"""
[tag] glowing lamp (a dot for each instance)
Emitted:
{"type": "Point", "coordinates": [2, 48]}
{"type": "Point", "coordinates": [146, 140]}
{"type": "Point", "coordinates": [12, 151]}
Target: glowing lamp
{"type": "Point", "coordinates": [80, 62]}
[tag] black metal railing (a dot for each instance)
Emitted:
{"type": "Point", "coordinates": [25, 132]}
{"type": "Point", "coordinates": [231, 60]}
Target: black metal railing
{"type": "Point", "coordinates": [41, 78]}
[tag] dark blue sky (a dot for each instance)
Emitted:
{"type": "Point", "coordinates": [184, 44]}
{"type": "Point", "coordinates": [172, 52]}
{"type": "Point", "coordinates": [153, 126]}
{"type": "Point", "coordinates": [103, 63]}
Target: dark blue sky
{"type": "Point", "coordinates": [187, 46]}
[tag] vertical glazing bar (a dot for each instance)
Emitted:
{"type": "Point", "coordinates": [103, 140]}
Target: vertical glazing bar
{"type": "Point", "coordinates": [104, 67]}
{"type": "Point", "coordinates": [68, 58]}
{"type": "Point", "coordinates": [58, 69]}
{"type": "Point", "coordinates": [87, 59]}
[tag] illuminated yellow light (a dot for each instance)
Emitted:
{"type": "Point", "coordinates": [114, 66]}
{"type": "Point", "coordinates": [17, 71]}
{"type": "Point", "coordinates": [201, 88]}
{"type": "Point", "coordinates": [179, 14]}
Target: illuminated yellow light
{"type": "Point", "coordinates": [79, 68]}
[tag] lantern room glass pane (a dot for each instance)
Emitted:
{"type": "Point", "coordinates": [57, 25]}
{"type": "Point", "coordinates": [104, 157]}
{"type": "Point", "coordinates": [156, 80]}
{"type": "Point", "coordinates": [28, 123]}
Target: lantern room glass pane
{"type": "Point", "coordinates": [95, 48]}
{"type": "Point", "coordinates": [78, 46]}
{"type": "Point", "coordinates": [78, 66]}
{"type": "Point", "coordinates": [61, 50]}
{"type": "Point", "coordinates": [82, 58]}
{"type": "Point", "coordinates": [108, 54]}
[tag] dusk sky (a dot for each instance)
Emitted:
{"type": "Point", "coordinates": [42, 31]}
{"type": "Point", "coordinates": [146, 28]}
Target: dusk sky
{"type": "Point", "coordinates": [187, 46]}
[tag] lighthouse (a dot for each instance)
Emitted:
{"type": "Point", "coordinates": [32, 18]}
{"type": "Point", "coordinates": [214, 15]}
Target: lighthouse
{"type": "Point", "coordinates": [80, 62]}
"""
To do: Quote the lines of the listing above that run from the line with "[tag] dusk sky (a dot for each instance)" through its last line, both included, and nothing else.

Answer for the task:
[tag] dusk sky (a dot for each instance)
Emitted:
{"type": "Point", "coordinates": [42, 31]}
{"type": "Point", "coordinates": [146, 28]}
Target: dusk sky
{"type": "Point", "coordinates": [187, 46]}
[tag] lighthouse (a dot for each instance)
Emitted:
{"type": "Point", "coordinates": [32, 18]}
{"type": "Point", "coordinates": [214, 15]}
Target: lighthouse
{"type": "Point", "coordinates": [80, 62]}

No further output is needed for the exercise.